>> BEGIN Page

Thanks for the NM dataset, I am still downloading it. Will take a
look. I will feel more confident after running the full data set.

John

Greg Caporaso

unread,
Feb 8, 2011, 10:40:40 AM2/8/11
to qiime...@googlegroups.com
> I called Roche this morning and they said
> one can request the software Newbler (it has sffinfo etc.) for data
> analysis purpose.

Interesting, I hadn't heard that. Will you follow up and let us know
how it goes (i.e., if it's easy to get)?

Greg

JQL

unread,
Feb 8, 2011, 10:46:32 AM2/8/11
to Qiime Forum
absolutely. I was wondering myself after I talked to that woman. Now I
am even more wondering :)

JQL

unread,
Feb 8, 2011, 11:04:54 AM2/8/11
to Qiime Forum
Hi Greg,

what file type is that? I downloaded the file as .GZ, unzipped it.
couldn't figure it out.
does it require some conversion first?

thanks
John

Greg Caporaso

unread,
Feb 8, 2011, 11:07:54 AM2/8/11
to qiime...@googlegroups.com
Should be a gzipped tar file, so unpack with:

tar -xvzf QIIME_NM_2010.tgz

Let us know if that doesn't work.

Greg

JQL

unread,
Feb 8, 2011, 11:40:00 AM2/8/11
to Qiime Forum
when double clicked, it directs you to:
The previous page is sending you to http://bmf.colorado.edu/QIIME/QIIME_NM_2010.tgz.

>> END Page
>> BEGIN Listed entries

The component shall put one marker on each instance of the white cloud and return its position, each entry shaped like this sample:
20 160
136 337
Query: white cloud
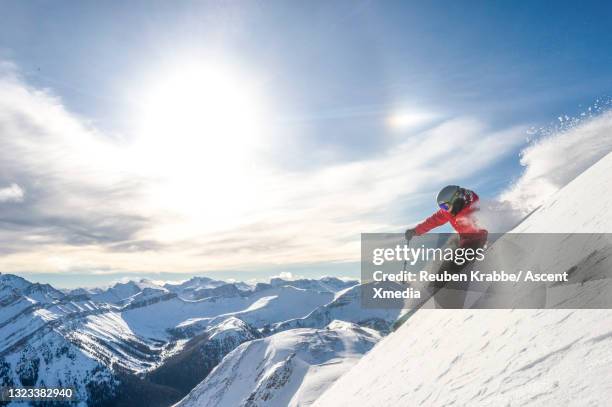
552 162
88 204
12 193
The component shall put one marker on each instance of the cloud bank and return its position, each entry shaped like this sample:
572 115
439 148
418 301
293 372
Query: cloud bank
75 199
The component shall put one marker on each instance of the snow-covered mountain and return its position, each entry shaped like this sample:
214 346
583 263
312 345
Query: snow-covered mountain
505 356
345 307
129 344
290 368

>> END Listed entries

Quote the QIIME forum thread from "Interesting, I hadn't" up to and including "more wondering :)". The records stand apart from the QIIME forum thread.

▶ **Exercise result**:
Interesting, I hadn't heard that. Will you follow up and let us know
how it goes (i.e., if it's easy to get)?

Greg

JQL

unread,
Feb 8, 2011, 10:46:32 AM2/8/11
to Qiime Forum
absolutely. I was wondering myself after I talked to that woman. Now I
am even more wondering :)